● **WHAT YOU SHOULD DO**: The lines to be copied run from the one containing "For the dataset, pick out the woman" to the end of the material below; reproduce them exactly, including both ends, and nothing more.

□ □ □ □

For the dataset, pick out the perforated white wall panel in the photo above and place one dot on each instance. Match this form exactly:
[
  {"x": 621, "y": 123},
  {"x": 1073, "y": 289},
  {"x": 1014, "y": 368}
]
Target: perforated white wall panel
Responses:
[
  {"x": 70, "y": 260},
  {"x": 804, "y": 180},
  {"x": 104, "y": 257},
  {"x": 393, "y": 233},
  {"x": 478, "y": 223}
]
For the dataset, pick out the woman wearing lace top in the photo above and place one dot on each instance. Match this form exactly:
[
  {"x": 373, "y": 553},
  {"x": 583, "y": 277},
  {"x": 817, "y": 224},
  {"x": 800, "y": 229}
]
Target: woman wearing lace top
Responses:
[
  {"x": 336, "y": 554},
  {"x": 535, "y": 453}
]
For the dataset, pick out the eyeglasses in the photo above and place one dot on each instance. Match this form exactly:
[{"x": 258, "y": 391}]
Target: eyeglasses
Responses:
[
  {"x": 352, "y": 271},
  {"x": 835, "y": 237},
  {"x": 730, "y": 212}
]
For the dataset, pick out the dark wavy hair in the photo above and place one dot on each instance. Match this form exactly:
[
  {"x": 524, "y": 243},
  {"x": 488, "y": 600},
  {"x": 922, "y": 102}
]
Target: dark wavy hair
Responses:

□ □ □ □

● **ANSWER TO THE PROBLEM**:
For the dataset, pick out the woman wearing lace top in the photo above and place one dot on each instance. Match this form exactly:
[
  {"x": 373, "y": 553},
  {"x": 583, "y": 277},
  {"x": 817, "y": 224},
  {"x": 800, "y": 229}
]
Target: woman wearing lace top
Responses:
[
  {"x": 336, "y": 554},
  {"x": 535, "y": 453}
]
For the dataset, pick out the eyeglasses in the photo above and place one dot on each instance. Match this form exactly:
[{"x": 258, "y": 391}]
Target: eyeglasses
Responses:
[
  {"x": 352, "y": 271},
  {"x": 835, "y": 237},
  {"x": 730, "y": 212}
]
For the dataset, pick out the dark wavy hair in the photo above and place one dot on each instance. Match this form exactly:
[
  {"x": 524, "y": 243},
  {"x": 488, "y": 600},
  {"x": 922, "y": 102}
]
Target: dark wavy hair
Responses:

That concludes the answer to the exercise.